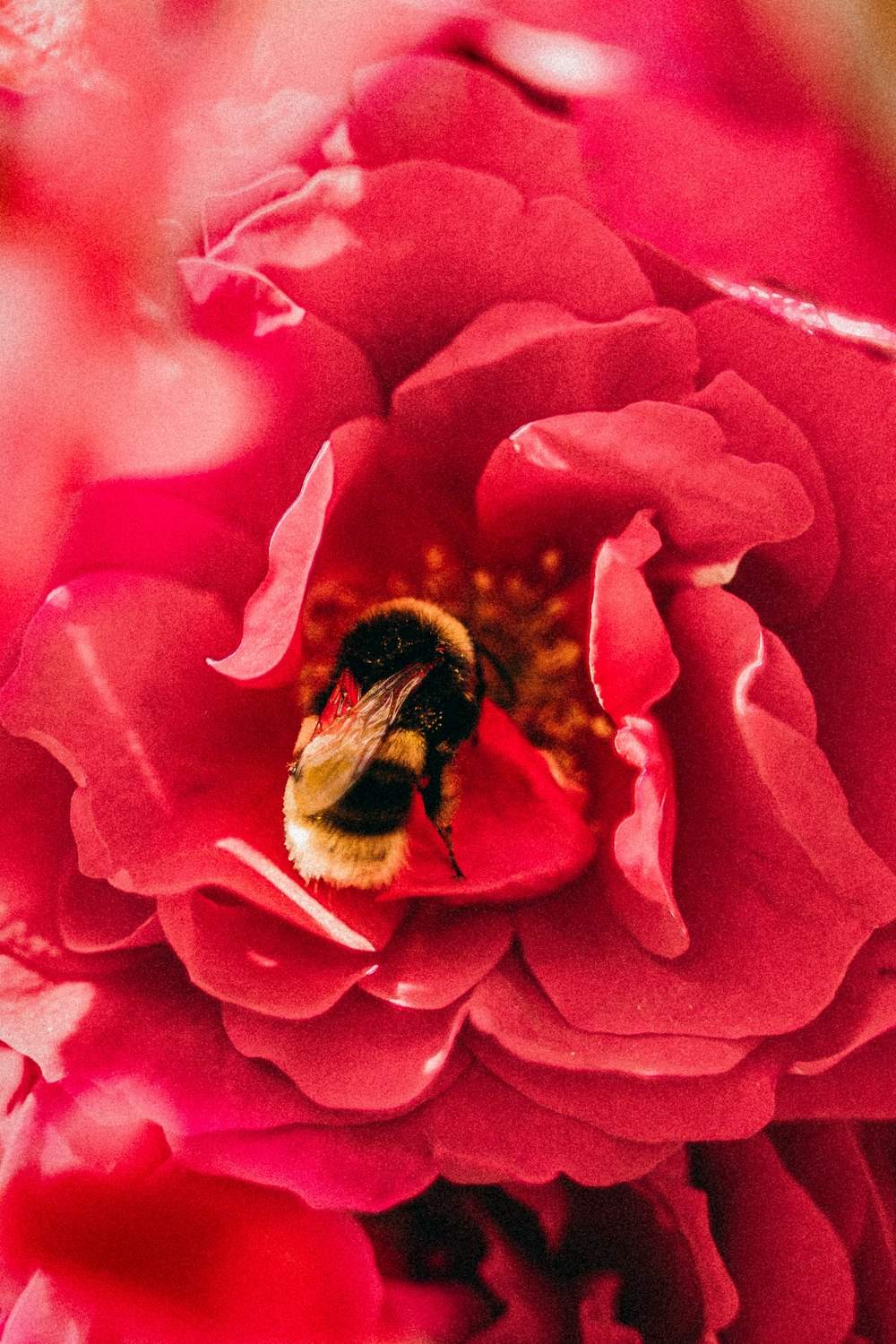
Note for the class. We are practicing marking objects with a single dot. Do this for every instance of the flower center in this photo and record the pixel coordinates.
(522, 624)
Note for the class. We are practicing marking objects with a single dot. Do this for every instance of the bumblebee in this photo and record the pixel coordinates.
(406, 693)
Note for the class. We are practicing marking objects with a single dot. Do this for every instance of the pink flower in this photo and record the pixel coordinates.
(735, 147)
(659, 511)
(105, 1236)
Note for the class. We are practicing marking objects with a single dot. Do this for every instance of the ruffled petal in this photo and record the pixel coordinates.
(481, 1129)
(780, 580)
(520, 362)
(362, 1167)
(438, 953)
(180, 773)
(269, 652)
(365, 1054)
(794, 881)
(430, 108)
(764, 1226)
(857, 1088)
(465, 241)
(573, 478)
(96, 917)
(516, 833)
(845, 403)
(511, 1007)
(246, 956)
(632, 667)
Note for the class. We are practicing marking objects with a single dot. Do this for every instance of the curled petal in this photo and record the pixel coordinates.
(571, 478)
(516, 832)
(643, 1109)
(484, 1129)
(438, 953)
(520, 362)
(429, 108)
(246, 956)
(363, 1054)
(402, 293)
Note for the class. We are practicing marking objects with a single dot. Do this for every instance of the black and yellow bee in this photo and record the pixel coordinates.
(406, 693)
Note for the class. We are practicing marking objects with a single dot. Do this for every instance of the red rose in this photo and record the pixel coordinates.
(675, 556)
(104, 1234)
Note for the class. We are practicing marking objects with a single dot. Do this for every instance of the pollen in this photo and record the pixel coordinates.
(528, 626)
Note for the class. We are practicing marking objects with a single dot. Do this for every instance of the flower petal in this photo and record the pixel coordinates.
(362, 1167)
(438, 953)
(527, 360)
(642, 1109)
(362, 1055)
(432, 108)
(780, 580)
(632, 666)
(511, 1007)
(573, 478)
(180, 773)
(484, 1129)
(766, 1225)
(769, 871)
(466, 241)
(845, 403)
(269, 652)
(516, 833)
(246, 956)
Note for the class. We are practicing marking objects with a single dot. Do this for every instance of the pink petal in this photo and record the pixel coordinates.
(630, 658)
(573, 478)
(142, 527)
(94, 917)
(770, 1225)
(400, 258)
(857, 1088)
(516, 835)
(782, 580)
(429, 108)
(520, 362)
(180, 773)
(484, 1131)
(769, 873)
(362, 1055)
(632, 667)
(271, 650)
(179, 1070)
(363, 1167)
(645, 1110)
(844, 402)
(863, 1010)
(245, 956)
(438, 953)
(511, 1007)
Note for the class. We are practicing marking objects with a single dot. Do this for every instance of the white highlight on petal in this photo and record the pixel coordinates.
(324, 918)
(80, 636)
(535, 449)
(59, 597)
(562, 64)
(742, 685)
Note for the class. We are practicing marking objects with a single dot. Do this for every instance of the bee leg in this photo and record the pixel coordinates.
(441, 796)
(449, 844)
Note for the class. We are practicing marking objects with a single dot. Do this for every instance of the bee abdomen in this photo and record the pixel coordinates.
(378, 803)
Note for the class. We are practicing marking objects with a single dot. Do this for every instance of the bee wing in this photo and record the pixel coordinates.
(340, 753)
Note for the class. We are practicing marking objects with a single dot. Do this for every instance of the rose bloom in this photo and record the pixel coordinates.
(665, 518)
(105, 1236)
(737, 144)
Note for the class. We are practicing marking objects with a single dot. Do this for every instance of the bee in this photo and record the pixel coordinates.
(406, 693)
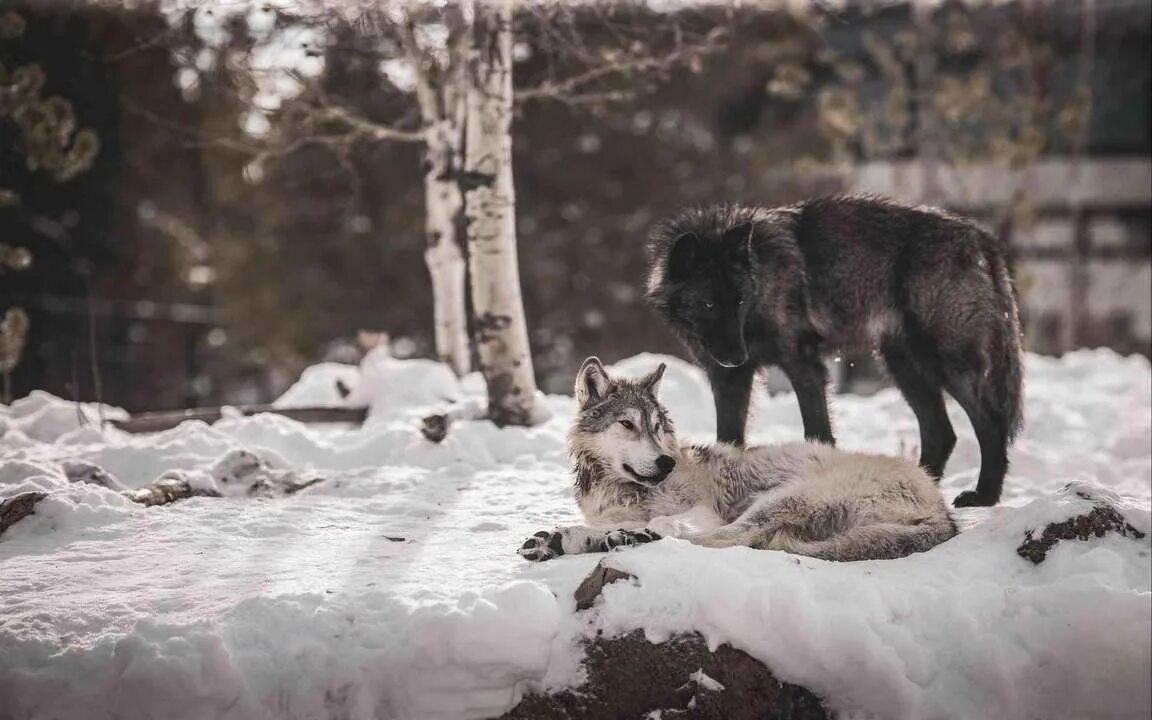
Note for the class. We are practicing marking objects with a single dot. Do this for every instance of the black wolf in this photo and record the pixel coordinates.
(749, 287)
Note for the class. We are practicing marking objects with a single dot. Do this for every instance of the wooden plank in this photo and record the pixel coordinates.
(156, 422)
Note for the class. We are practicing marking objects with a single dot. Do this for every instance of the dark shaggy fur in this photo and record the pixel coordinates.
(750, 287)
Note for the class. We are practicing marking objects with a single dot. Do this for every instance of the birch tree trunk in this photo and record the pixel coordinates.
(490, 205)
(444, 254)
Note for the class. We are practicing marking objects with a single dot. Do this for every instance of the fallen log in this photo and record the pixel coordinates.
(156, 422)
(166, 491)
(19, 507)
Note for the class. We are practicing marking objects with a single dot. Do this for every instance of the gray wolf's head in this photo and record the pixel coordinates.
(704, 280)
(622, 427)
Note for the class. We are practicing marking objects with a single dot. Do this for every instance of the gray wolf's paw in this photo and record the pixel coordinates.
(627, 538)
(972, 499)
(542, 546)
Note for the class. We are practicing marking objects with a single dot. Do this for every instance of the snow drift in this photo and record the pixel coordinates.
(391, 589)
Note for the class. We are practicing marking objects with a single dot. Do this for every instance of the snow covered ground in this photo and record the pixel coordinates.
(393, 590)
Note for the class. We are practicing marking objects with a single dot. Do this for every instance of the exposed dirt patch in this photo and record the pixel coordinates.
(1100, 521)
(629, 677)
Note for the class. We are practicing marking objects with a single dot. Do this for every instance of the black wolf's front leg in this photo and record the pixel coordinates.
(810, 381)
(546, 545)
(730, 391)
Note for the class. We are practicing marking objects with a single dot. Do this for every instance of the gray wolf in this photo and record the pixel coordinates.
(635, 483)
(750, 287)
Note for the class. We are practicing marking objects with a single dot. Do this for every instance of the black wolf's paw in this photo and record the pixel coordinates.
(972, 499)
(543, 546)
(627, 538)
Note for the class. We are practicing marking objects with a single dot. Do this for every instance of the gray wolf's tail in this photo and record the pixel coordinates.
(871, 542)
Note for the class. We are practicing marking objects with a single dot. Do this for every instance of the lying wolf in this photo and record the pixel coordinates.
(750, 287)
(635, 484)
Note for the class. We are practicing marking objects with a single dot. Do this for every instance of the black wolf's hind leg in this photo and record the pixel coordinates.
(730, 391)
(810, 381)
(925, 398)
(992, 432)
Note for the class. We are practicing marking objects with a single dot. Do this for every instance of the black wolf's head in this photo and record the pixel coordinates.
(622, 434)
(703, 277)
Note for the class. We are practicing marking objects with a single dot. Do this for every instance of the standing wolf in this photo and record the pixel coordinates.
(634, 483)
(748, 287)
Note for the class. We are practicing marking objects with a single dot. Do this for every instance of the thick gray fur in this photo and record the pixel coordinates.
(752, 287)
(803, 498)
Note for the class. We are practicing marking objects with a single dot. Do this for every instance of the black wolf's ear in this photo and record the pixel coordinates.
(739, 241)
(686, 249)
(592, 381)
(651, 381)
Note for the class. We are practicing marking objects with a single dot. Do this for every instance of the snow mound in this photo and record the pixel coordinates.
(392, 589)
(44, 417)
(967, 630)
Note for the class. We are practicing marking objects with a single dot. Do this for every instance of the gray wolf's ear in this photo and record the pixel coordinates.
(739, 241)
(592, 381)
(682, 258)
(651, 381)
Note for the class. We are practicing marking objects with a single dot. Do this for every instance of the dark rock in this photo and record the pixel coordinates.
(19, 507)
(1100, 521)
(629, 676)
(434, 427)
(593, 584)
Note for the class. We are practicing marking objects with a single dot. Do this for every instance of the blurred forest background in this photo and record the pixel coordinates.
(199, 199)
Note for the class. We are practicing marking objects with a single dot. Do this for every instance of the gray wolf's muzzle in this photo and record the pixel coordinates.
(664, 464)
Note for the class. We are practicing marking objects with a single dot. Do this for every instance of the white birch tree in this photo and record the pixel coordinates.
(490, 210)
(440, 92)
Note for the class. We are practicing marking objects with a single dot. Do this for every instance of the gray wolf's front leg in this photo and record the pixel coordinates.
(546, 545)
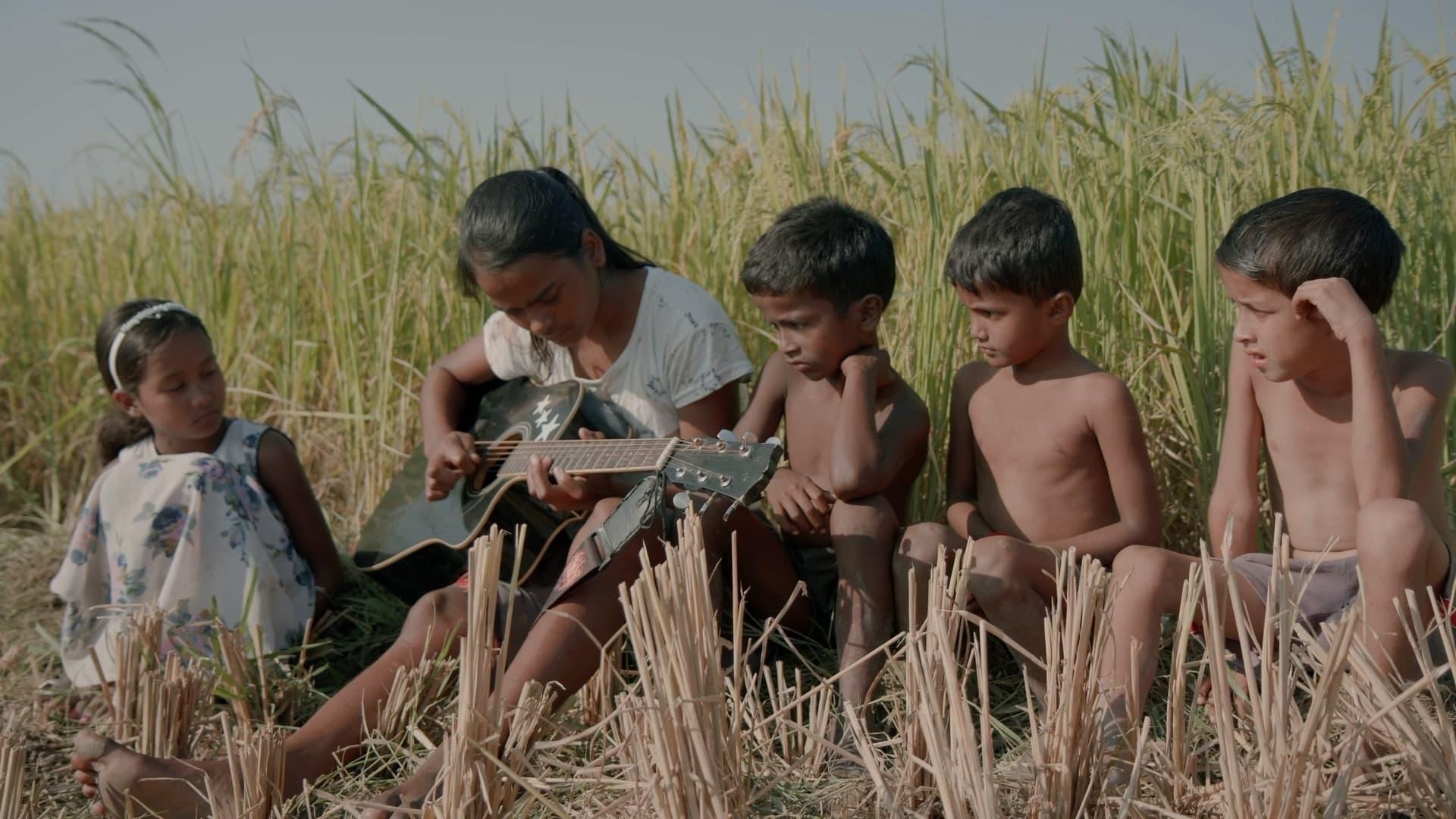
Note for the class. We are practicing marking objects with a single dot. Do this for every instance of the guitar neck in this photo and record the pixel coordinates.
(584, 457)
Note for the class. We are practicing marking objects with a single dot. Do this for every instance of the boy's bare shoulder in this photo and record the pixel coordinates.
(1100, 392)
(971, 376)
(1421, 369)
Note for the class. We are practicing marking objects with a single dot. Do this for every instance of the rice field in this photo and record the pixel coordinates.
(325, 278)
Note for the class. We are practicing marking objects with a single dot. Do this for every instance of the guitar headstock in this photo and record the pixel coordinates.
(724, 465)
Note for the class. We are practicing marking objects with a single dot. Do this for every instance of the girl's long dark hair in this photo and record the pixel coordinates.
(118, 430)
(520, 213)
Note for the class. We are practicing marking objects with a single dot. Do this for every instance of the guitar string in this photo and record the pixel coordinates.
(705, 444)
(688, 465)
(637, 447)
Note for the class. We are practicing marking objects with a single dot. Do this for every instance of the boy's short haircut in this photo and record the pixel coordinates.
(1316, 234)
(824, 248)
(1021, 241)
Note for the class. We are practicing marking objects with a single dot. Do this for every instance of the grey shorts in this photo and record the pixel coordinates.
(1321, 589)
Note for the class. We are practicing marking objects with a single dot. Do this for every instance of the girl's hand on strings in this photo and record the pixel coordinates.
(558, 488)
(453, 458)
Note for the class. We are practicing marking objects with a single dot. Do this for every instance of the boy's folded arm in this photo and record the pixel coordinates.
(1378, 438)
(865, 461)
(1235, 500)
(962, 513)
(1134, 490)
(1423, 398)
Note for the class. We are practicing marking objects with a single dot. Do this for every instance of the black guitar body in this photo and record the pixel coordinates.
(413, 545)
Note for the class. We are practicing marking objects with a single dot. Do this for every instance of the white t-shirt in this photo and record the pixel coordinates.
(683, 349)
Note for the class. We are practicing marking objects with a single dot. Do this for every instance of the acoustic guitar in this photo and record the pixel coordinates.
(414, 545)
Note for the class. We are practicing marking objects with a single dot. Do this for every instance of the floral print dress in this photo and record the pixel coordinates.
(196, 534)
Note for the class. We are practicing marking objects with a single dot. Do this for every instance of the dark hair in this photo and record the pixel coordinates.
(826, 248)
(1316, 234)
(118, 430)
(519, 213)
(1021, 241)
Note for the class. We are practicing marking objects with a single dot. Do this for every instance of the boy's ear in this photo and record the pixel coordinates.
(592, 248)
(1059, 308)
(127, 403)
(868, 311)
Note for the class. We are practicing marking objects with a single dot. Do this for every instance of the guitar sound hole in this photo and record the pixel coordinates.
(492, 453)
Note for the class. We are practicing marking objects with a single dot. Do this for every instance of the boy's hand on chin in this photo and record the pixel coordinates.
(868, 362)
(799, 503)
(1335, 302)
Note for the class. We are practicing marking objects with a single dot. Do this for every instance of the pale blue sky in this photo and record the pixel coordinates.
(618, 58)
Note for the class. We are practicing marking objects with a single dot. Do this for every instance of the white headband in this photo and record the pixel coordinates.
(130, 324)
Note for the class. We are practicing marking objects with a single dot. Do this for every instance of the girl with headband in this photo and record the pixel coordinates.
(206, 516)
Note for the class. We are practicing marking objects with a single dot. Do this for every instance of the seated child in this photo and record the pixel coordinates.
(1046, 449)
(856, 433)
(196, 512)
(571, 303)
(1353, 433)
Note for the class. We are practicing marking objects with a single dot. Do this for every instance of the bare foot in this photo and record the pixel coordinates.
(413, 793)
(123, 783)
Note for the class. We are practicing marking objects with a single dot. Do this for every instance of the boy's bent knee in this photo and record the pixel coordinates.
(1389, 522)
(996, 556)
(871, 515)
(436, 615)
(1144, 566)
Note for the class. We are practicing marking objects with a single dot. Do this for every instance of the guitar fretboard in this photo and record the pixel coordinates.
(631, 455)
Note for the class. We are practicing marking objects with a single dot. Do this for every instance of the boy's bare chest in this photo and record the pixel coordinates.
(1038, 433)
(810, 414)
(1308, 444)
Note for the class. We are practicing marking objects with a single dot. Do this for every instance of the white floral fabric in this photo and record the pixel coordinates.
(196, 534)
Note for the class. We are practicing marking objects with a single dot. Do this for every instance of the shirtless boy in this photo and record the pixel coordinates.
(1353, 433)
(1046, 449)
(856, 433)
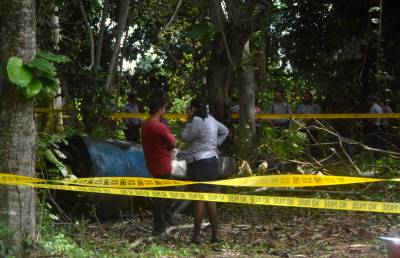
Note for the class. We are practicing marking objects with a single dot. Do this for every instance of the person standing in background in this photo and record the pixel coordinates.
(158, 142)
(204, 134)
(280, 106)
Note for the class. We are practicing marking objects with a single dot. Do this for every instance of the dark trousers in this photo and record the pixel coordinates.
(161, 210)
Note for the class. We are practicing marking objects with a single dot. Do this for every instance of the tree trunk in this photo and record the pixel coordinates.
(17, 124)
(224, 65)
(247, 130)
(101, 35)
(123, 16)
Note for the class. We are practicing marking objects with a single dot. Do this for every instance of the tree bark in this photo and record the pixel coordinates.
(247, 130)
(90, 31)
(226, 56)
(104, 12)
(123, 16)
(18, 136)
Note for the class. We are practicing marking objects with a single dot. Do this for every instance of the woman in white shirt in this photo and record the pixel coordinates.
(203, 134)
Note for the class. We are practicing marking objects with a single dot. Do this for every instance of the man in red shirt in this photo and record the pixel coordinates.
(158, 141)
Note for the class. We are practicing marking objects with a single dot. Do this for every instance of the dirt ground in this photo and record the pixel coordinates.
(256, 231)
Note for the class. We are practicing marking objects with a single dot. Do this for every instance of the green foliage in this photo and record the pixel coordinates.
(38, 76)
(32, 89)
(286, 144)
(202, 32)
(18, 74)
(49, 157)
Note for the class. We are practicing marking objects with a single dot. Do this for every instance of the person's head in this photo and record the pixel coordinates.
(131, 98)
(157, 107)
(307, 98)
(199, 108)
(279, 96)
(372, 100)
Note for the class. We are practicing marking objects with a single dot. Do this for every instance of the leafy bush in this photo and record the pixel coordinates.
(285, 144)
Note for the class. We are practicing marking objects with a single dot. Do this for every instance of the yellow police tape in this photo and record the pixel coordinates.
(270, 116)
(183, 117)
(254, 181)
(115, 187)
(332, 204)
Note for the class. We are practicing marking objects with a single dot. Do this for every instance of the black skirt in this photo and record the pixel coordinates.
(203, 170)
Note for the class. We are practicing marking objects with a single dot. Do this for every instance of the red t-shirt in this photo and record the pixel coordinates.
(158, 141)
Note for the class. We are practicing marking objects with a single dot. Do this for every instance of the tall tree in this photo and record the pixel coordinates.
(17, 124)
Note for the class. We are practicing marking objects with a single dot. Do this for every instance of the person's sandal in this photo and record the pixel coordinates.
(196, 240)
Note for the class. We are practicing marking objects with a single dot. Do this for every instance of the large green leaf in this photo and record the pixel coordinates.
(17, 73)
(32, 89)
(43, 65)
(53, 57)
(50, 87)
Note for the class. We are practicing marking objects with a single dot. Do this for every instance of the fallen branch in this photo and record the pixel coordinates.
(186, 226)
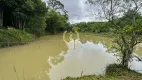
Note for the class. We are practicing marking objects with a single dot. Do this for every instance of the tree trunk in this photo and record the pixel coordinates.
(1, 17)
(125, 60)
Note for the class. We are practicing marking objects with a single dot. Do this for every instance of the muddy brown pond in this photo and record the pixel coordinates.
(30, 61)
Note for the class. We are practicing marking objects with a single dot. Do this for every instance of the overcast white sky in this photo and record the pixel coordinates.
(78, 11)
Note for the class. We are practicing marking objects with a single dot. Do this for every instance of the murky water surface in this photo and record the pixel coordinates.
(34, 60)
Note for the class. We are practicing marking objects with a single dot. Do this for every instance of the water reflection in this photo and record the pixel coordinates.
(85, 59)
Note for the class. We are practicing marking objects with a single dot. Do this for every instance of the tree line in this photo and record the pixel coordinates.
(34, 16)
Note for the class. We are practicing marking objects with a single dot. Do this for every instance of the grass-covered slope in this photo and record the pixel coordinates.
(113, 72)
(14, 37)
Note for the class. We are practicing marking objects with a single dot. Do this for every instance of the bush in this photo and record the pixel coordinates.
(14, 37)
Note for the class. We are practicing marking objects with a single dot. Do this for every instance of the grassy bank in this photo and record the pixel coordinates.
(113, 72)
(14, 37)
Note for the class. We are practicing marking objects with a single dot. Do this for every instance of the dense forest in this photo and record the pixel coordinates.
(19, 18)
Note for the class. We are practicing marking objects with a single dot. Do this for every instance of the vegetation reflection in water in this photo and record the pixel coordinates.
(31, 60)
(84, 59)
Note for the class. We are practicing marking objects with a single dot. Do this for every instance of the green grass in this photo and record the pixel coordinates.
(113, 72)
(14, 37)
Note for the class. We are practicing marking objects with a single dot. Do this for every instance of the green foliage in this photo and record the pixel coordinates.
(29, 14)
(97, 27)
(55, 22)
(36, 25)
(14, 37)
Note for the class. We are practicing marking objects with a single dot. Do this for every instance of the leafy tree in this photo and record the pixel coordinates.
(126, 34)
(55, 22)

YOUR TASK: All lines from the one that contains "the green grass" through the end of the material are to be quoted exactly, with both ends included.

SOLUTION:
Note for the class. We are practicing marking objects with a single dot. Do this for every instance of the green grass in this photo and record the pixel coordinates.
(113, 72)
(14, 37)
Note for the class. We are practicing marking objects with a single dot. Do this for every instance of the green foliage in this photo and record the pixel coordinates.
(29, 14)
(97, 27)
(55, 22)
(36, 25)
(14, 37)
Note for the class. We are practicing marking objects with a single dot. Do this for every instance of the leafy tree in this photo and record the pixel coordinates.
(126, 34)
(55, 22)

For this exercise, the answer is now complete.